§ WORK REQUIRED: Write out all the data again, exactly as it stands.

═══

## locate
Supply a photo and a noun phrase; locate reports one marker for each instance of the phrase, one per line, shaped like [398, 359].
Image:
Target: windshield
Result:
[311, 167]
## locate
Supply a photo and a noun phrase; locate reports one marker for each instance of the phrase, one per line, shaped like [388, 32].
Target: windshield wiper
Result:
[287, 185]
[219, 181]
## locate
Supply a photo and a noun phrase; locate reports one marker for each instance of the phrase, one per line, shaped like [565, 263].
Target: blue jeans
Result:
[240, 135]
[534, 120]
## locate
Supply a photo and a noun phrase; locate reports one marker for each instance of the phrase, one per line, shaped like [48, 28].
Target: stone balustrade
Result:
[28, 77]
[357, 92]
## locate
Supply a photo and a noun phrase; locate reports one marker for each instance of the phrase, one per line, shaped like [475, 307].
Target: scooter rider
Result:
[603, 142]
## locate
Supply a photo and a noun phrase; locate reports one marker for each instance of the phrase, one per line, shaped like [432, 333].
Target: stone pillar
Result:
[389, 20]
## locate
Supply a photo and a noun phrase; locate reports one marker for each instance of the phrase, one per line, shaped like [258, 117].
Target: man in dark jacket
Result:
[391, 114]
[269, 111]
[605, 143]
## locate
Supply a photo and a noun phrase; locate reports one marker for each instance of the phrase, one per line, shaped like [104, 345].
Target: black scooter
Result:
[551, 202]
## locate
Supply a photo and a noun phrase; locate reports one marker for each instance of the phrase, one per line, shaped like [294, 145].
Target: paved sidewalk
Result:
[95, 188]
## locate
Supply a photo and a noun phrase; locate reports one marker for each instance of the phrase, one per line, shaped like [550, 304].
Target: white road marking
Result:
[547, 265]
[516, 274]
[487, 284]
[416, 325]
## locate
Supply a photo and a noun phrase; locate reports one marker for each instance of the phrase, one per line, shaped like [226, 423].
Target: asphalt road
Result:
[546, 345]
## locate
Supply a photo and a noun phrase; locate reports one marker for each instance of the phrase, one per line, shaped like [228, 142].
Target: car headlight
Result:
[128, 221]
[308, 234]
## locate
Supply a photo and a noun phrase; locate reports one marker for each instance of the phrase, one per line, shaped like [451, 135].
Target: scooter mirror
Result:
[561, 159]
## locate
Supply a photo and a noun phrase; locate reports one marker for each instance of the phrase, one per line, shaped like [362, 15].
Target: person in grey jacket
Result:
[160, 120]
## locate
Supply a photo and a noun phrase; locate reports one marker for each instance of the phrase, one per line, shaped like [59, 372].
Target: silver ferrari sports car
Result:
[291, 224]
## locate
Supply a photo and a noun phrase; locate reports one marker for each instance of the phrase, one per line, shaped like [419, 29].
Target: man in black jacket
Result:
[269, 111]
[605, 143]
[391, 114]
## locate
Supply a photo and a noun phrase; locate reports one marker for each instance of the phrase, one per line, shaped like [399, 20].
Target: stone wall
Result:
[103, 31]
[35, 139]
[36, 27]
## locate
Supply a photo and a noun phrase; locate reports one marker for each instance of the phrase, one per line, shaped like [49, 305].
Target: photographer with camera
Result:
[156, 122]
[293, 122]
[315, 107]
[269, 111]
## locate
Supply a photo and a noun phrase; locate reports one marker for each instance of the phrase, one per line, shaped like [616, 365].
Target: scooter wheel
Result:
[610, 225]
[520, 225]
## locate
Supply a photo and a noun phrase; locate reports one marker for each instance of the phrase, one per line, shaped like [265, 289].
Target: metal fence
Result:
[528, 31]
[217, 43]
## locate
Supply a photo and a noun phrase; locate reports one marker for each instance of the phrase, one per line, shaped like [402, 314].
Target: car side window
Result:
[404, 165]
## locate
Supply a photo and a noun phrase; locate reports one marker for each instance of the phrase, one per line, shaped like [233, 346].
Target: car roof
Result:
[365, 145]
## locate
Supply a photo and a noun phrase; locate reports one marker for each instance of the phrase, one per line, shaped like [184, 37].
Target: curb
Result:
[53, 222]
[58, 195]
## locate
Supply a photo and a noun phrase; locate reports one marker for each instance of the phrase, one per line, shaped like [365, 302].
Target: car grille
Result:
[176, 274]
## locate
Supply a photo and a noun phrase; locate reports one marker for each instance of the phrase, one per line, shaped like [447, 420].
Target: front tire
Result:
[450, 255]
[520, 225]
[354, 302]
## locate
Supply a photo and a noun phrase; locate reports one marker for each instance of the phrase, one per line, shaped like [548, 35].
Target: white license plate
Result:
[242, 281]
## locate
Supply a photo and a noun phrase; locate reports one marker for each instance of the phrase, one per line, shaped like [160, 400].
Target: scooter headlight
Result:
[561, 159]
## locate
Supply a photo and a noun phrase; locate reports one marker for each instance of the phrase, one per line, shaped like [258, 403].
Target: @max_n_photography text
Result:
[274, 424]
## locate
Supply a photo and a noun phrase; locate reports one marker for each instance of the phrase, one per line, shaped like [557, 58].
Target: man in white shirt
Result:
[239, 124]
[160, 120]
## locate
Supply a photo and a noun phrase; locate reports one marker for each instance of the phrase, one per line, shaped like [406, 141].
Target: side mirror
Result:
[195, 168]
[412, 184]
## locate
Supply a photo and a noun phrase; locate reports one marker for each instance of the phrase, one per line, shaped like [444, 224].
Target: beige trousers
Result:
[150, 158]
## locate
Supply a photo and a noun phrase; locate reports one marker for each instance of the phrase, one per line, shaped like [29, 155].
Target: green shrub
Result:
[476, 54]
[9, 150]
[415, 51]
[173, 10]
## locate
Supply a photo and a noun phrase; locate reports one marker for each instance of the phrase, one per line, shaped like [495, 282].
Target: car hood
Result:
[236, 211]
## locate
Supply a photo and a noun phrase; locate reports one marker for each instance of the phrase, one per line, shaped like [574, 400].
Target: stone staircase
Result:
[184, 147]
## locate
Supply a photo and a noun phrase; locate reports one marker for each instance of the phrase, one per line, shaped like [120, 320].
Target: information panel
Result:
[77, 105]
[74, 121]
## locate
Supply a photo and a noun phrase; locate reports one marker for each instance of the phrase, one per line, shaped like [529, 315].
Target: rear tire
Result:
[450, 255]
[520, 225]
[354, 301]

═══

§ REPLY:
## locate
Supply a photo and a noun phrase; locate reports one marker for each instance of the phrase, one per line, shaped like [398, 359].
Image:
Target: windshield
Result:
[311, 167]
## locate
Supply a photo and a noun phrase; locate reports one marker for each instance of the phrase, one per line, shaped like [388, 32].
Target: windshield wiper
Result:
[287, 185]
[219, 181]
## locate
Supply a photo and a noun phrase; locate reports one marker for each instance of the phrase, one per line, shaped like [565, 263].
Target: blue jeans
Result:
[240, 135]
[534, 120]
## locate
Supply a photo and a noun phrase; locate reports one marker for each instance of the phrase, one per line, shaped like [48, 28].
Target: stone balustrade
Result:
[28, 77]
[357, 92]
## locate
Supply a photo and a noun phrase; locate reports one marker for each instance of the phrase, one per line, shaped like [475, 307].
Target: scooter rider
Result:
[603, 142]
## locate
Supply a photo and a noun phrase; locate reports one marker for each instance of the phrase, one per line, shaped like [432, 333].
Target: stone pillar
Result:
[389, 20]
## locate
Supply a photo and a noun phrase; locate reports one marker for each instance of the phrase, one per line, shaped like [258, 117].
Target: man in dark jacket
Result:
[391, 114]
[269, 111]
[605, 143]
## locate
Supply a photo and a noun phrase; locate reports one marker for each instance of the phrase, one per line, shaped like [104, 345].
Target: black scooter
Result:
[551, 202]
## locate
Supply a photo and a noun phrase; locate reports one marker for each instance of the phrase, one per line, shaped like [294, 145].
Target: paved sidewalk
Result:
[95, 188]
## locate
Supply a photo and a noun phrase; locate reports one marker for each instance of the phrase, one per line, shaped like [550, 304].
Target: white road marking
Result:
[547, 265]
[516, 274]
[487, 284]
[416, 325]
## locate
Supply a photo and a noun phrase; locate reports one marker for each instance of the phrase, one per line, shaped like [226, 423].
Target: asphalt road
Result:
[546, 345]
## locate
Supply a photo and a noun phrase; locate reports one marker for each instance of the phrase, one per line, shaped like [228, 142].
Target: car headlight
Result:
[128, 221]
[308, 234]
## locate
Supply a photo and a noun phrase; locate reports one marker for each instance of the phrase, one per line, shaped like [451, 135].
Target: scooter mirror
Result:
[561, 159]
## locate
Supply a photo and a noun phrase; locate reports one marker for each instance of the phrase, one per line, shaped like [362, 15].
Target: person in grey jacket
Result:
[160, 120]
## locate
Supply a photo and a noun phrase; locate reports one marker for each instance of the phrase, one per line, shaped like [59, 372].
Target: silver ferrari sports car
Result:
[291, 224]
## locate
Supply a photo and a noun phrase; locate reports one marker for each instance of the phrase, one per line, shaped like [419, 29].
Target: man in black jacket
Result:
[269, 111]
[605, 143]
[391, 114]
## locate
Supply a photo and a noun phrase; locate reports one marker for each instance of the phrase, one per line, shaped like [399, 20].
Target: stone wall
Result:
[103, 31]
[35, 139]
[36, 27]
## locate
Supply a photo and a noun phrase; locate reports one marker for each instance of the phrase, one per line, shaped like [49, 305].
Target: photographer with camera
Result:
[156, 122]
[293, 122]
[315, 107]
[269, 111]
## locate
Supply a photo and a noun phrase; locate reports one marker for each instance of the phrase, one per line, shaped like [616, 365].
Target: scooter wheel
Result:
[610, 225]
[520, 225]
## locate
Supply a photo and a noun phrase; locate reports one marker for each instance of the phrase, one per line, shaped like [265, 289].
Target: metal fence
Result:
[528, 31]
[217, 43]
## locate
Supply a photo and a noun phrase; locate reports one marker for each instance of the phrase, one per line, shaped like [402, 314].
Target: car side window
Result:
[404, 165]
## locate
Supply a photo and a noun phrase; locate reports one marker for each instance of the phrase, one per line, shaped like [233, 346].
Target: car roof
Result:
[365, 145]
## locate
Supply a photo and a noun phrase; locate reports one marker for each instance of the phrase, one per line, shaped like [184, 37].
Target: curb
Result:
[53, 222]
[58, 195]
## locate
Supply a photo and a noun phrase; locate reports one marker for each instance of the phrase, one per line, shaped like [365, 302].
Target: car grille
Result:
[176, 274]
## locate
Supply a photo and a noun phrase; locate reports one marker for each instance of the phrase, one per line, shaped like [447, 420].
Target: front tire
Result:
[450, 255]
[520, 225]
[354, 302]
## locate
Supply a photo and a noun phrase; locate reports one marker for each instance of the phrase, one per line, shaped like [548, 35].
Target: white license plate
Result:
[242, 281]
## locate
Supply a photo and a noun phrase; locate reports one marker for each instance of the phrase, one per line, shaped like [160, 400].
Target: scooter headlight
Result:
[561, 159]
## locate
Supply a photo and a noun phrase; locate reports one marker for each instance of the phrase, one per line, shaped like [258, 403].
Target: @max_n_photography text
Result:
[274, 424]
## locate
Supply a photo and a noun phrase; locate reports one marker for each instance of the phrase, one per line, shaped like [557, 58].
Target: man in white shirt
Result:
[239, 124]
[160, 120]
## locate
Supply a photo and a noun phrase; locate reports one marker for each instance of the phrase, one per line, shaped like [406, 141].
Target: side mirror
Result:
[195, 168]
[412, 184]
## locate
Supply a photo and a noun phrase; locate reports one marker for each instance of the phrase, one per line, shaped like [444, 224].
Target: beige trousers
Result:
[150, 158]
## locate
Supply a photo and a noun phrase; locate reports one marker for each instance of the phrase, one per line, shaped like [29, 155].
Target: green shrub
Result:
[476, 54]
[9, 150]
[415, 51]
[173, 10]
## locate
Supply a photo and a noun phrase; locate reports one marker for each instance of the phrase, one per line, shaped like [495, 282].
Target: car hood
Result:
[236, 211]
## locate
Supply a photo and a noun phrase; locate reports one marker for each instance of the phrase, one per line, shaped like [574, 400].
Target: stone staircase
Result:
[184, 147]
## locate
Supply a photo and a noun phrase; locate reports one marker for each instance of the phrase, one per line, shaped like [120, 320].
Target: information panel
Result:
[77, 105]
[74, 121]
## locate
Supply a photo and a noun phrase; locate reports one marker for each instance of the phrase, one per line, shaped like [529, 315].
Target: rear tire
Result:
[450, 255]
[520, 225]
[354, 301]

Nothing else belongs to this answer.